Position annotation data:
::::
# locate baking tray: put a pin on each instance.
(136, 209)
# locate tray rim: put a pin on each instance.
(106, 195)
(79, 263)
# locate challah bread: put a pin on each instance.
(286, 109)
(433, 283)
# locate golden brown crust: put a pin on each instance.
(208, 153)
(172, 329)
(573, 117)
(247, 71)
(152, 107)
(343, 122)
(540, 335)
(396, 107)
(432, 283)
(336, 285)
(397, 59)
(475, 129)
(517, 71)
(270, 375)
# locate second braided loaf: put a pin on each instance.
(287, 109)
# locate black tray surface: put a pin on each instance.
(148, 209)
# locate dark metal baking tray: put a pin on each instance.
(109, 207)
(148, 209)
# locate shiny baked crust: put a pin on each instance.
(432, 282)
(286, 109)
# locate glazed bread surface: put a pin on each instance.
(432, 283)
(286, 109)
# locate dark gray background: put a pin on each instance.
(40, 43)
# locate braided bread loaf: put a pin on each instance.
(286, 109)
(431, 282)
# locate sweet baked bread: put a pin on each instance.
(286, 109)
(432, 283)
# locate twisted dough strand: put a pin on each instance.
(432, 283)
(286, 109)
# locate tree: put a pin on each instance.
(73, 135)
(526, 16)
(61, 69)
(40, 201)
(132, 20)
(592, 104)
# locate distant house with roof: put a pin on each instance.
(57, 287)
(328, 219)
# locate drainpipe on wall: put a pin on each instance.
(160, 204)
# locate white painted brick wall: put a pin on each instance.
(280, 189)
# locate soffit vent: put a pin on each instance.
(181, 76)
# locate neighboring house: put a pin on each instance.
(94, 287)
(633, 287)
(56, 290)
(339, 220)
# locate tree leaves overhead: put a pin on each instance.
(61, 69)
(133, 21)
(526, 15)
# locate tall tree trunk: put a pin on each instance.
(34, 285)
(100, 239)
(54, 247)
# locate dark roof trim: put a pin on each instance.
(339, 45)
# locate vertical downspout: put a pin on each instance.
::::
Rewrite all of the data above, changing every "put a pin on" to "mark" and keeping everything else the same.

_Exercise answer_:
# locate baking tray: mark each instance.
(136, 209)
# locate tray rim: mark each instance.
(106, 195)
(79, 263)
# locate challah bread: mark each instance.
(286, 109)
(433, 283)
# locate golden brown crust: mark each instance.
(208, 153)
(172, 329)
(573, 117)
(247, 71)
(152, 107)
(343, 122)
(540, 335)
(396, 107)
(432, 283)
(336, 285)
(397, 59)
(475, 129)
(517, 71)
(270, 375)
# locate second braided loaf: mark each instance.
(287, 109)
# locate black tray surface: mark each instance.
(148, 209)
# locate dark metal baking tray: mark each instance.
(109, 207)
(148, 209)
# locate shiny baked crust: mark each instance.
(432, 282)
(286, 109)
# locate glazed bread surface: mark each instance.
(432, 283)
(286, 109)
# locate dark gray background: mark each instance.
(40, 43)
# locate braided bread loaf: mark each instance.
(286, 109)
(431, 282)
# locate sweet baked bread: mark each instance.
(286, 109)
(432, 283)
# locate twisted dough strand: mark each instance.
(432, 283)
(286, 109)
# locate tree: mark each instance.
(73, 135)
(526, 16)
(61, 69)
(40, 201)
(132, 20)
(592, 104)
# locate distant house with roof: mark each instance.
(57, 287)
(328, 219)
# locate drainpipe on wall: mark each instance.
(160, 204)
# locate white painted brick wall: mark each instance.
(280, 189)
# locate soffit vent: mark each instance.
(181, 76)
# locate neighboring house: mark each instance.
(94, 287)
(633, 287)
(56, 290)
(339, 220)
# locate tree leaves overhead: mark each instance.
(61, 69)
(133, 21)
(526, 15)
# locate tall tree trunk: mark each instance.
(34, 285)
(100, 239)
(54, 247)
# locate dark roof trim: mark each instance.
(339, 45)
# locate vertical downspout: mark each instance.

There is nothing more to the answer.